↓↓↓

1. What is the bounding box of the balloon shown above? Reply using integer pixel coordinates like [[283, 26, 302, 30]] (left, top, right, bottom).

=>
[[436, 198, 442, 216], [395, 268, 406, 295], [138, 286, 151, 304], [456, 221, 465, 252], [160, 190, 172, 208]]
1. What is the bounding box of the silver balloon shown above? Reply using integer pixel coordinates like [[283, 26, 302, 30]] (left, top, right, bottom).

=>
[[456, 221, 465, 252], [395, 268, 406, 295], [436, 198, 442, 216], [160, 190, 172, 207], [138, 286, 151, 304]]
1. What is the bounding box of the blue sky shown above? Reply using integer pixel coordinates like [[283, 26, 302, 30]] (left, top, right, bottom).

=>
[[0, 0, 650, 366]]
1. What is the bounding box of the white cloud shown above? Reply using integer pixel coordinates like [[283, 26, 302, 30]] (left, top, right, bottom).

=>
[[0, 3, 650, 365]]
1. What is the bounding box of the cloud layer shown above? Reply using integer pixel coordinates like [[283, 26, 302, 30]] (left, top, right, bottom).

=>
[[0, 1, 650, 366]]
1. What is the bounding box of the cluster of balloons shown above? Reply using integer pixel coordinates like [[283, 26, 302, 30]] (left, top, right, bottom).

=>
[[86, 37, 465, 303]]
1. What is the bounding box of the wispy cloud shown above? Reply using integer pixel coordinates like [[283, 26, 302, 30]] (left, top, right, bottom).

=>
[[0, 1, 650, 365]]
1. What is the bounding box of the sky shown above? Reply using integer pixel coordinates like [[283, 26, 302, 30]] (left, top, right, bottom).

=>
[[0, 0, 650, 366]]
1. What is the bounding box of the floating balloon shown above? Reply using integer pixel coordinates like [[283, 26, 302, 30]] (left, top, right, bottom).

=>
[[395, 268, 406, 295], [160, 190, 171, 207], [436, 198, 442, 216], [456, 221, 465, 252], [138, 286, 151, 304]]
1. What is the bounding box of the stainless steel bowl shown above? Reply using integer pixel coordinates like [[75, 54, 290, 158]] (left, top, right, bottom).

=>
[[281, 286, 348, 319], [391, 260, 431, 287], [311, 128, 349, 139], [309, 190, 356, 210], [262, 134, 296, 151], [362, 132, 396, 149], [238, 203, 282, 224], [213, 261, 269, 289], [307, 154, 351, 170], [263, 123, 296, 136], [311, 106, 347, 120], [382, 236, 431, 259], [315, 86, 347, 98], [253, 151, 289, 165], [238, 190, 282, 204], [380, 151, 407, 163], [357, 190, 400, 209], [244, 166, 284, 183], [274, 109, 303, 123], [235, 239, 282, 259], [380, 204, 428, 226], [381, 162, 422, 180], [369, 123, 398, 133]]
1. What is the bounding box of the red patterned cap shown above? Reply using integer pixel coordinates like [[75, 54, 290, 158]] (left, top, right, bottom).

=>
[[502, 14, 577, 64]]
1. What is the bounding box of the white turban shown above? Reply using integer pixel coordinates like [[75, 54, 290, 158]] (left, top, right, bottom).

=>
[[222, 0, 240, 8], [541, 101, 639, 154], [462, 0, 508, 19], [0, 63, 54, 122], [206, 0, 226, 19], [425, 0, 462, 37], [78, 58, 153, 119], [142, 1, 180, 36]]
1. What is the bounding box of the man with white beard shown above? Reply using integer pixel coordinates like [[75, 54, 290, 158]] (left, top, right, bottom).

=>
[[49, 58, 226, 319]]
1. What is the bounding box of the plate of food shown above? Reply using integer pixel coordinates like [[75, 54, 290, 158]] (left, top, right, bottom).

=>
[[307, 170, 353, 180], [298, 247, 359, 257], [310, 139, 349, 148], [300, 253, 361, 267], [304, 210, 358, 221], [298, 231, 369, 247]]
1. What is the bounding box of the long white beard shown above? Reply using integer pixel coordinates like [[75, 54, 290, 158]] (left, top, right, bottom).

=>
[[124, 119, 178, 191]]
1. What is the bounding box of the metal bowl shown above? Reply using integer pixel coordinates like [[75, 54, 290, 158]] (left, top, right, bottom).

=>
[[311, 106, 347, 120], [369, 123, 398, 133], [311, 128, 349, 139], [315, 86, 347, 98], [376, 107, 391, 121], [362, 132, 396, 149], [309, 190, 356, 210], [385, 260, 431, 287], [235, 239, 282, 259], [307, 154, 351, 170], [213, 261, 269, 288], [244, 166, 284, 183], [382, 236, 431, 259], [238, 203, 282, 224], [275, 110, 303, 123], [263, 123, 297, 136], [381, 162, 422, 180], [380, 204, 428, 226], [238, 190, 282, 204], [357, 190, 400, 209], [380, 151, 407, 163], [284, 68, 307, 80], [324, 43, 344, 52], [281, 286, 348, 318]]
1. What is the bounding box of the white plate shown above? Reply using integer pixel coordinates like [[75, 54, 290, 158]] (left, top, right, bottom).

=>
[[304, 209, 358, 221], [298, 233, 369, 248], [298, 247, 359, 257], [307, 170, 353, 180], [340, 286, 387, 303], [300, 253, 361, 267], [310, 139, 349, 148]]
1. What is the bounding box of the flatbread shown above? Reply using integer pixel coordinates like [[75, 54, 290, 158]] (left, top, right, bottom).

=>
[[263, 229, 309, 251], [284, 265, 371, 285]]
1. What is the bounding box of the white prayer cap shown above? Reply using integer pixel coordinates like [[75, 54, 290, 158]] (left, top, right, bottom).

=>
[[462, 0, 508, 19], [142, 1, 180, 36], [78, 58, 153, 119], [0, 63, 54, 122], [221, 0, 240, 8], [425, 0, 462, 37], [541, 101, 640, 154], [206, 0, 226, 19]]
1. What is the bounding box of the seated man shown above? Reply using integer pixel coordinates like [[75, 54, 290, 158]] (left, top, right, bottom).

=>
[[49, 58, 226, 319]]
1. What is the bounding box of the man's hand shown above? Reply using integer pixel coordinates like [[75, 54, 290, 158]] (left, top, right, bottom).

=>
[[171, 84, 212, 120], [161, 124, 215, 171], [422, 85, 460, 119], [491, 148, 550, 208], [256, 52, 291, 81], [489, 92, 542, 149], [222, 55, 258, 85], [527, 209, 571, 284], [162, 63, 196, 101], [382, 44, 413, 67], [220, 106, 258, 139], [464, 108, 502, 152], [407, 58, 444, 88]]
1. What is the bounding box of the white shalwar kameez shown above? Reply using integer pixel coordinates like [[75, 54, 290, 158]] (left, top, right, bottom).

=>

↑↑↑

#### Your task
Switch "cloud layer" to "cloud bank" in the lines that begin at the one containing "1. What is the bounding box of the cloud" and stop after the one containing "[[0, 1, 650, 366]]". Give only those lines back, with everything else unchanged.

#### The solution
1. What is the bounding box of the cloud bank shown above? Reply using integer pixel coordinates like [[283, 26, 302, 30]] (left, top, right, bottom).

=>
[[0, 1, 650, 366]]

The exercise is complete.